§ **Stored records**:
┄┄┄┄┄┄┄┄┄┄┄┄┄┄┄┄┄┄┄┄
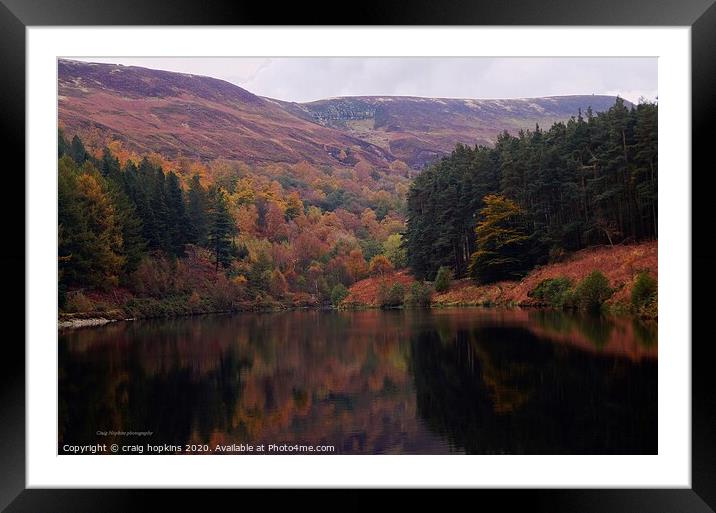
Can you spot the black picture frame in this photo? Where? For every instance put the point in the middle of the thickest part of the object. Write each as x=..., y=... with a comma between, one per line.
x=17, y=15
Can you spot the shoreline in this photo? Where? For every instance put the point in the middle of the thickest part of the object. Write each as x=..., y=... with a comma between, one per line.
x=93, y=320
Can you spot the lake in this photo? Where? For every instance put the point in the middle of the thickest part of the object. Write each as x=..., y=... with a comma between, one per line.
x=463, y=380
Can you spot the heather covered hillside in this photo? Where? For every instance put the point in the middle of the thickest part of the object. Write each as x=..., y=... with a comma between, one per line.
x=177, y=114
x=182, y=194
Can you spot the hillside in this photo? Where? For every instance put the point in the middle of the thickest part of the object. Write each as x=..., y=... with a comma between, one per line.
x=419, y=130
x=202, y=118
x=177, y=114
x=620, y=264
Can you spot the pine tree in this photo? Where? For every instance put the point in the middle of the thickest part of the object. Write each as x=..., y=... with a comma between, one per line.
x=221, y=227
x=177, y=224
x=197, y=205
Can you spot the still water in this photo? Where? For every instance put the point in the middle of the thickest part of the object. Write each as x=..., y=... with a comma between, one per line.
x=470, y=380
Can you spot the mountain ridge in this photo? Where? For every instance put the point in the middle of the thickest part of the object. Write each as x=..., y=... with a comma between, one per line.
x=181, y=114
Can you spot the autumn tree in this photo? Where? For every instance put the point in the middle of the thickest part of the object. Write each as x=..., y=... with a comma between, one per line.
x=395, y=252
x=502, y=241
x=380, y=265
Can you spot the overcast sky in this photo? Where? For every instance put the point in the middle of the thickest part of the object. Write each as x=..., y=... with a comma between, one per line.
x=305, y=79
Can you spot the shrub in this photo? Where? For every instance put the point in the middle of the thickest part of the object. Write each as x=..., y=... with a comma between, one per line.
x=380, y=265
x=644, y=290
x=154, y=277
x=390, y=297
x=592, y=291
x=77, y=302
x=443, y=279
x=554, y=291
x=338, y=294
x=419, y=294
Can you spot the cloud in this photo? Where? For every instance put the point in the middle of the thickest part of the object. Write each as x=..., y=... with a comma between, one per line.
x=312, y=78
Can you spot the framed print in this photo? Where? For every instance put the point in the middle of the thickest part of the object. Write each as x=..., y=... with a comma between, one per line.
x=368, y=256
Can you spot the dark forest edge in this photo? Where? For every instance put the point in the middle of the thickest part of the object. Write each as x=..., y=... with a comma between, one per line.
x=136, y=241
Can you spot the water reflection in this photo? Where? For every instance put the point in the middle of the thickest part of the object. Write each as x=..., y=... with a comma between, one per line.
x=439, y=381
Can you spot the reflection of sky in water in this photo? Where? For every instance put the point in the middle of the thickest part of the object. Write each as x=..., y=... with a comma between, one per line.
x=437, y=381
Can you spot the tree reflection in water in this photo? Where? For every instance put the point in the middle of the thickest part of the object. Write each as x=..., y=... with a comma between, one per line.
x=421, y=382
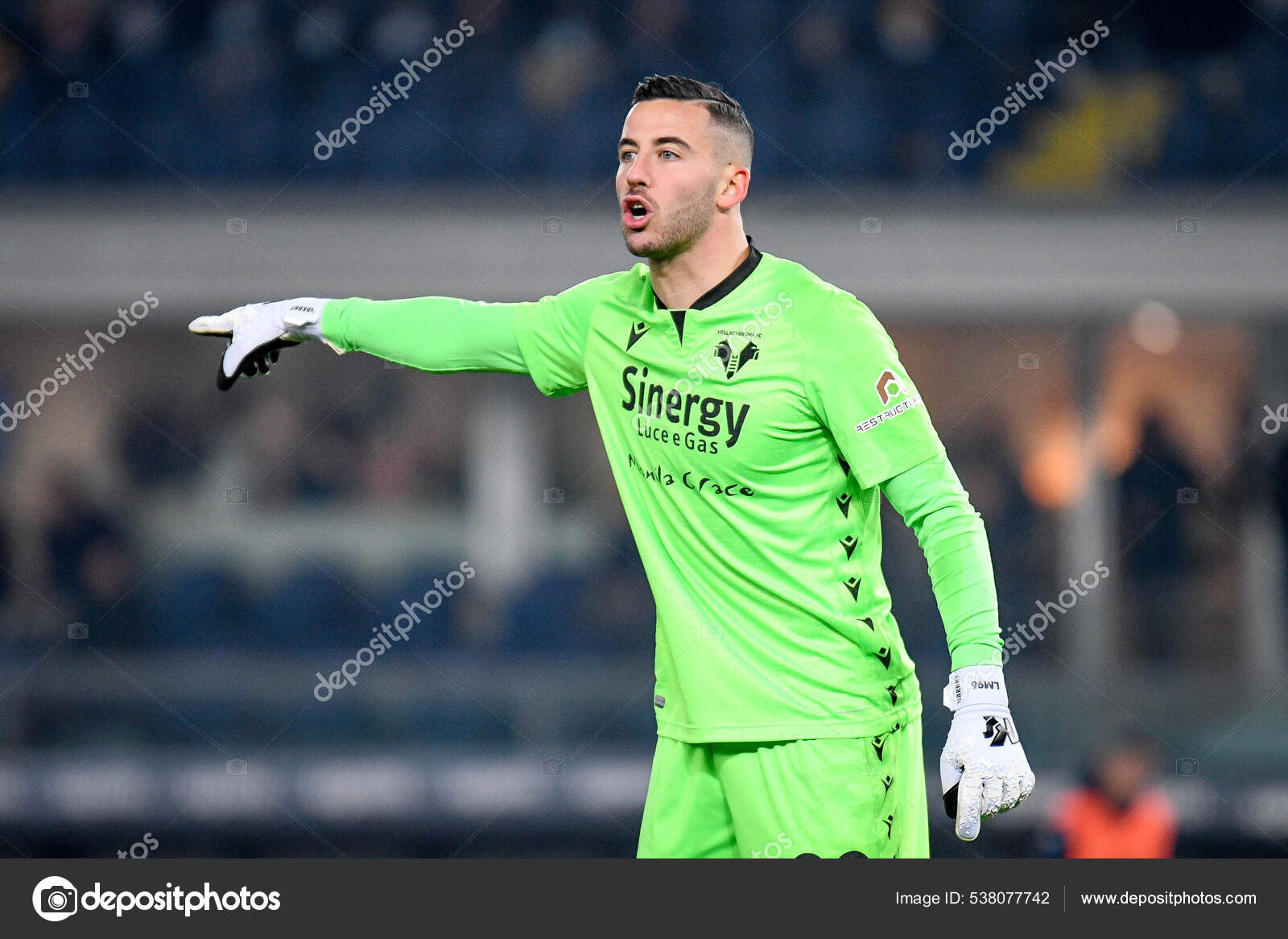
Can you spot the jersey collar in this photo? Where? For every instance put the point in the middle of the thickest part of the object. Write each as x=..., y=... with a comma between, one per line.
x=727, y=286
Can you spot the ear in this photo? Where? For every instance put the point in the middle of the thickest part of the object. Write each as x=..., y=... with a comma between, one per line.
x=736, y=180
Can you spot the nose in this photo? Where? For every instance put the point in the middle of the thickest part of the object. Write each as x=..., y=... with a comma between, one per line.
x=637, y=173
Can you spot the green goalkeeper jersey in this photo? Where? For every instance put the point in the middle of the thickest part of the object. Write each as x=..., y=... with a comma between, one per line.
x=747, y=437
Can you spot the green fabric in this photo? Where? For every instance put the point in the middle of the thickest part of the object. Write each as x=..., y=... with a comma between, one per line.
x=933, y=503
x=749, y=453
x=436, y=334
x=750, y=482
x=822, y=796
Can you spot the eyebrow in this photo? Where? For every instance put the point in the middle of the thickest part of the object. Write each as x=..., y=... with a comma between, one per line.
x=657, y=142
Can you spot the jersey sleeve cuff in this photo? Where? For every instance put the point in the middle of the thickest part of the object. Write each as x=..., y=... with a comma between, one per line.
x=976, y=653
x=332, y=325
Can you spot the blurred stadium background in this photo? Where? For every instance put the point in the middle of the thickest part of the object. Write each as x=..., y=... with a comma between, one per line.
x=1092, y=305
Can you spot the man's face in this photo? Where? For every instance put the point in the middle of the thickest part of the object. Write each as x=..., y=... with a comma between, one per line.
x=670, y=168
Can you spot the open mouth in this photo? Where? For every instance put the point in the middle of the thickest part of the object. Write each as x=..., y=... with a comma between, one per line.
┄┄┄┄┄┄┄┄┄┄┄┄┄┄┄┄┄┄┄┄
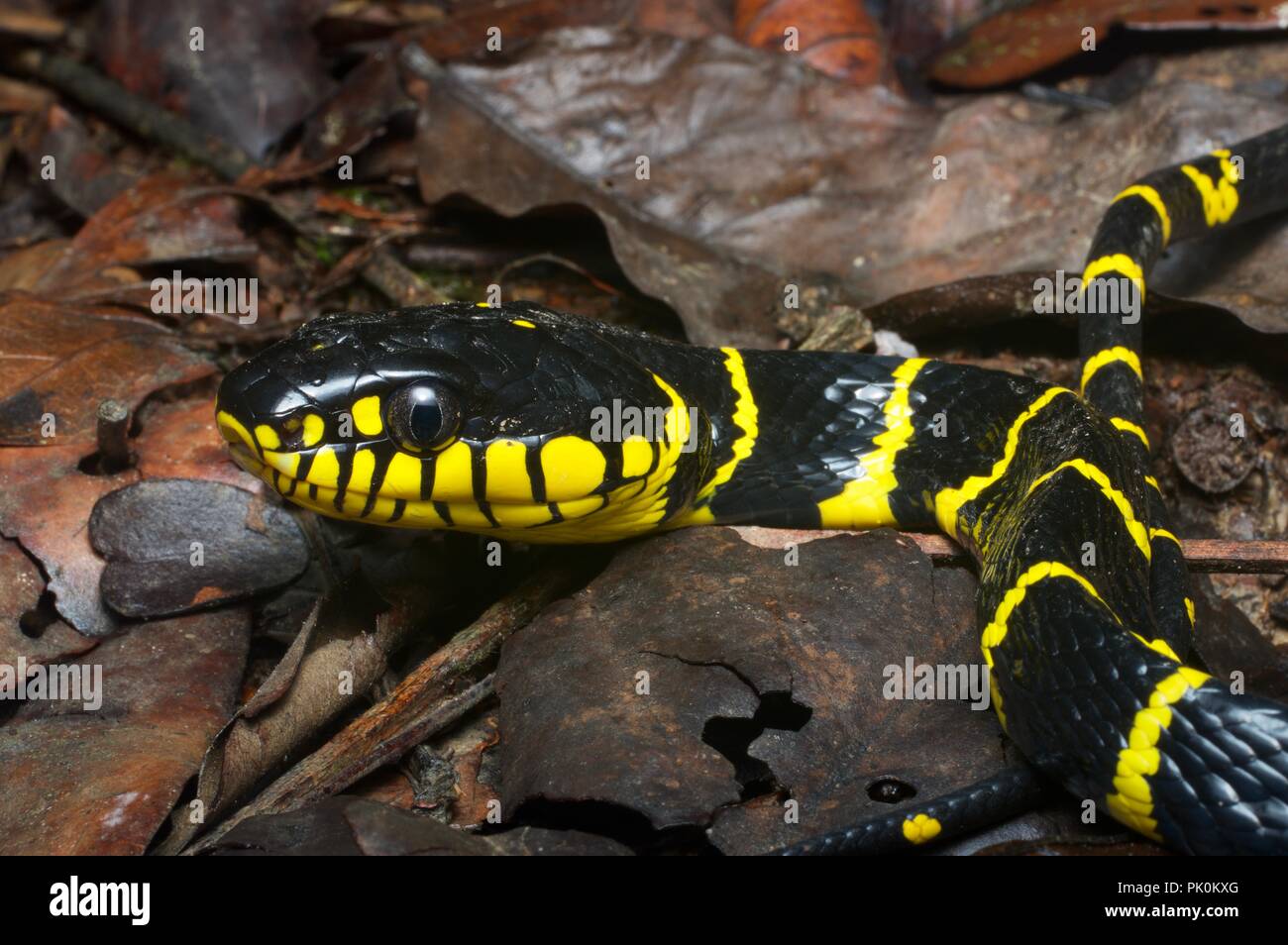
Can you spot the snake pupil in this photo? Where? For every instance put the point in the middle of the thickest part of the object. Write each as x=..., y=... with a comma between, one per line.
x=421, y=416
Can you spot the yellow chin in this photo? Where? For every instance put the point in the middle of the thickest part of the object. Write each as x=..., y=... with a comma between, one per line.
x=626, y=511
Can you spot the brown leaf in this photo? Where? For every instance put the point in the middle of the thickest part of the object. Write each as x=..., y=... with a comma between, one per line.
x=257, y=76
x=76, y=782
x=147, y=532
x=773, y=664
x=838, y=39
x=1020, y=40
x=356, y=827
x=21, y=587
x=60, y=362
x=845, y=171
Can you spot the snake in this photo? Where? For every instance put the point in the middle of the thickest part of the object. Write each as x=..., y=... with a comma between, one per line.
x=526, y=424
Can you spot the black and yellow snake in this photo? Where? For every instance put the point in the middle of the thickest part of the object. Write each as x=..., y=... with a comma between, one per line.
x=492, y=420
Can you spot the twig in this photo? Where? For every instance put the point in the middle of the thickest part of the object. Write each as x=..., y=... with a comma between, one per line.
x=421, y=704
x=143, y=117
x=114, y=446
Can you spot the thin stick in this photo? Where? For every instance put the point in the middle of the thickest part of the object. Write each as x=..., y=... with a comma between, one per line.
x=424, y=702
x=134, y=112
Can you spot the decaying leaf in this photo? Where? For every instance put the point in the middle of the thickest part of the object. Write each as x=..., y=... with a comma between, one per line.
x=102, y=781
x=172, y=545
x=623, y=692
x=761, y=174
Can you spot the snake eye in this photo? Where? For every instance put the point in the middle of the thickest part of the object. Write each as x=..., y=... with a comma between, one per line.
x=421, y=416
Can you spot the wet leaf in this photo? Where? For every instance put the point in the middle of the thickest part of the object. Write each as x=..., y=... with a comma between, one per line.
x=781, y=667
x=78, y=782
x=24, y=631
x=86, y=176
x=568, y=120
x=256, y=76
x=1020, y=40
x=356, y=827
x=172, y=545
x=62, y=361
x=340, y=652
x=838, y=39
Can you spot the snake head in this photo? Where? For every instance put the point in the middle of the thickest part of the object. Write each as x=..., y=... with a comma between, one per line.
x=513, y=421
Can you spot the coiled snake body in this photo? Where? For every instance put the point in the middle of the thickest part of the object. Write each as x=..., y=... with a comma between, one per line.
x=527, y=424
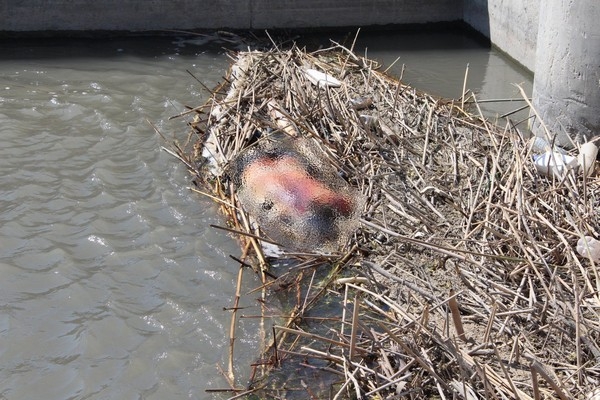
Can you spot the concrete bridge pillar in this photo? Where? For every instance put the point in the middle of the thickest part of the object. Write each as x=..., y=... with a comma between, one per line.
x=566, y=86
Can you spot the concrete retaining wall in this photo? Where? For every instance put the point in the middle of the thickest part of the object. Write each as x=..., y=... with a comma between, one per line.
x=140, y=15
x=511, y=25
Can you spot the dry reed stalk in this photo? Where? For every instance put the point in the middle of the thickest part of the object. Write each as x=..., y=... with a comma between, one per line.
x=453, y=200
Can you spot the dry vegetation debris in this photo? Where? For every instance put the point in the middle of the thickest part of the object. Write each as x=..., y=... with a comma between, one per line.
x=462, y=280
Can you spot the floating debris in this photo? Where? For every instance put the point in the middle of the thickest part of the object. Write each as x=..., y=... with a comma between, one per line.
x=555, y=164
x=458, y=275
┄┄┄┄┄┄┄┄┄┄┄┄┄┄┄┄┄┄┄┄
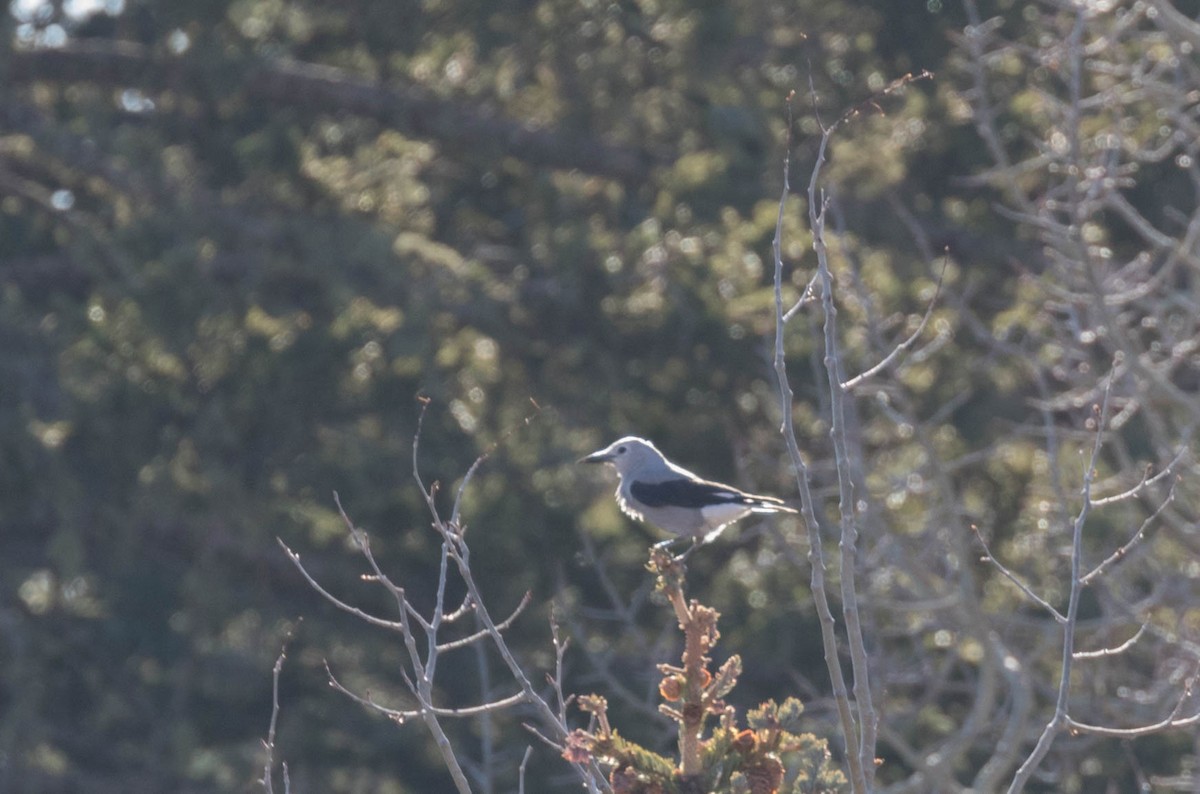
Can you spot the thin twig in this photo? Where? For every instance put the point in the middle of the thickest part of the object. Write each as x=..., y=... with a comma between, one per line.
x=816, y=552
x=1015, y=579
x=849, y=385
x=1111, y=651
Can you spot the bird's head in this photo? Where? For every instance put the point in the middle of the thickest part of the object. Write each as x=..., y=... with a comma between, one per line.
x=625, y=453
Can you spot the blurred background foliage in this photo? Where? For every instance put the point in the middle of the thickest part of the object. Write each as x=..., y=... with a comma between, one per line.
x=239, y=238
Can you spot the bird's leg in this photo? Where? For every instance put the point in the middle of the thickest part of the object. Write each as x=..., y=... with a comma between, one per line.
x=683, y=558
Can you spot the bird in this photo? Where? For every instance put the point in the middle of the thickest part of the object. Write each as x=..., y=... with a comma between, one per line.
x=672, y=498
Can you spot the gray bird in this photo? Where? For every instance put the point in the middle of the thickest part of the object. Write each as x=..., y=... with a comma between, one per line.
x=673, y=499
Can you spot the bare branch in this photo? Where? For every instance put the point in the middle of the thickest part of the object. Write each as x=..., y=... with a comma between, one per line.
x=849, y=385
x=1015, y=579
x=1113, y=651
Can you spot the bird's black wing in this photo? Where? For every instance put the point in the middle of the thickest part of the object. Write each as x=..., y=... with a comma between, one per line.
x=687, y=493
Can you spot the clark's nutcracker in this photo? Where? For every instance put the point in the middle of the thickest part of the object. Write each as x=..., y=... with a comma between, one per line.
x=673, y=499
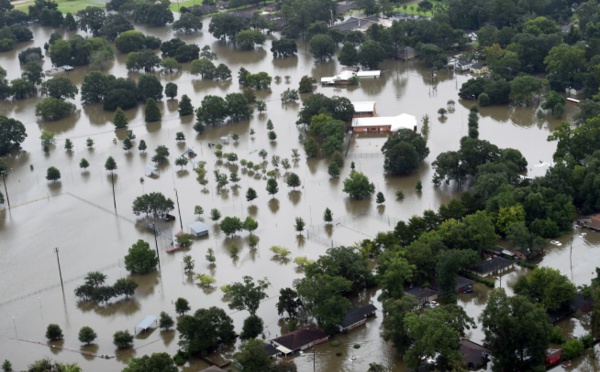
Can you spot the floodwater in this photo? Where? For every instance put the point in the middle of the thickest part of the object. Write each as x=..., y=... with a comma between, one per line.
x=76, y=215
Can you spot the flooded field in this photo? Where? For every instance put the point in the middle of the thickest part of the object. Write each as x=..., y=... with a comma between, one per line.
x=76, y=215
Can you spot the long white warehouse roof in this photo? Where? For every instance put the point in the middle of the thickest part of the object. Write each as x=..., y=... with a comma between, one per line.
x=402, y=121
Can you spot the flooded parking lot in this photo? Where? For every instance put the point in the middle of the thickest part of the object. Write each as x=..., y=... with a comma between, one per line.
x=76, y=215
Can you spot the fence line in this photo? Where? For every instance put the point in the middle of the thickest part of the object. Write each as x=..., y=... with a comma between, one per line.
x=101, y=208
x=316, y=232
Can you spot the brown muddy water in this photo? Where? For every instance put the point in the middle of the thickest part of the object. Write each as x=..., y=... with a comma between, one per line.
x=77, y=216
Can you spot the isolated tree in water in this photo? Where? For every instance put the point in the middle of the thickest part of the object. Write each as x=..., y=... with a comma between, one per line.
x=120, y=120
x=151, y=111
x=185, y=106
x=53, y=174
┄┄┄┄┄┄┄┄┄┄┄┄┄┄┄┄┄┄┄┄
Word for word, restate the lines above from the line containing "Can you spot the jersey collar" through the line containing "Can you spot the open", with both included and nothing else.

Can you spot the jersey collar in this photo? Where? For every instance put the point in the middle of the thickest part of the object. Write each as x=..., y=... with a comma between, one per line.
x=727, y=286
Can you spot the ear in this photo? Where? For every instance put the point in the middle of the thickest part of the object. Write each as x=..., y=... with a comma between, one per line.
x=736, y=180
Can you spot the nose in this photo? Where? For every instance put the point in the middle of the thickest part of the object. Write each as x=..., y=... with a comma between, one per line.
x=637, y=173
Can you spot the green goalkeeper jersey in this photo? Where? For every instance put the point in the middle of the thickest part of the object. Write each as x=..., y=... with a comma between, one per line.
x=747, y=437
Can you spot the green fabric in this photo? Where? For every instance put the point in the middle of the thickest part of the object. Write each as x=..., y=... with a comma between, one per line.
x=933, y=503
x=749, y=453
x=436, y=334
x=750, y=482
x=822, y=796
Can you spot the eyebrow in this photo? Where? For every instance put the point in the middle of the thickest part of the object. Write each as x=..., y=... with a comma between, one per line.
x=657, y=142
Can you spot the jersey sleeve cuff in this photo? Where? For every instance put the point in the middle of the thickest part of the object. Write each as x=..., y=... with a comma between, one per line.
x=976, y=653
x=332, y=325
Can you spot the blurred stadium background in this photo? Where? For every instance put the point in the middle of the thickest part of the object. Write each as x=..., y=... with a comma between, one per line.
x=1092, y=305
Can you spot the man's face in this photo? Where? For every instance put the point in the middle of the thickest part of the object. Write each as x=..., y=... with a comma between, one per line.
x=670, y=168
Can you spot the open mouth in this photo? Where? For every instance put the point in the middle of the thickest part of the object. Write each as x=..., y=... with a comma between, one per line.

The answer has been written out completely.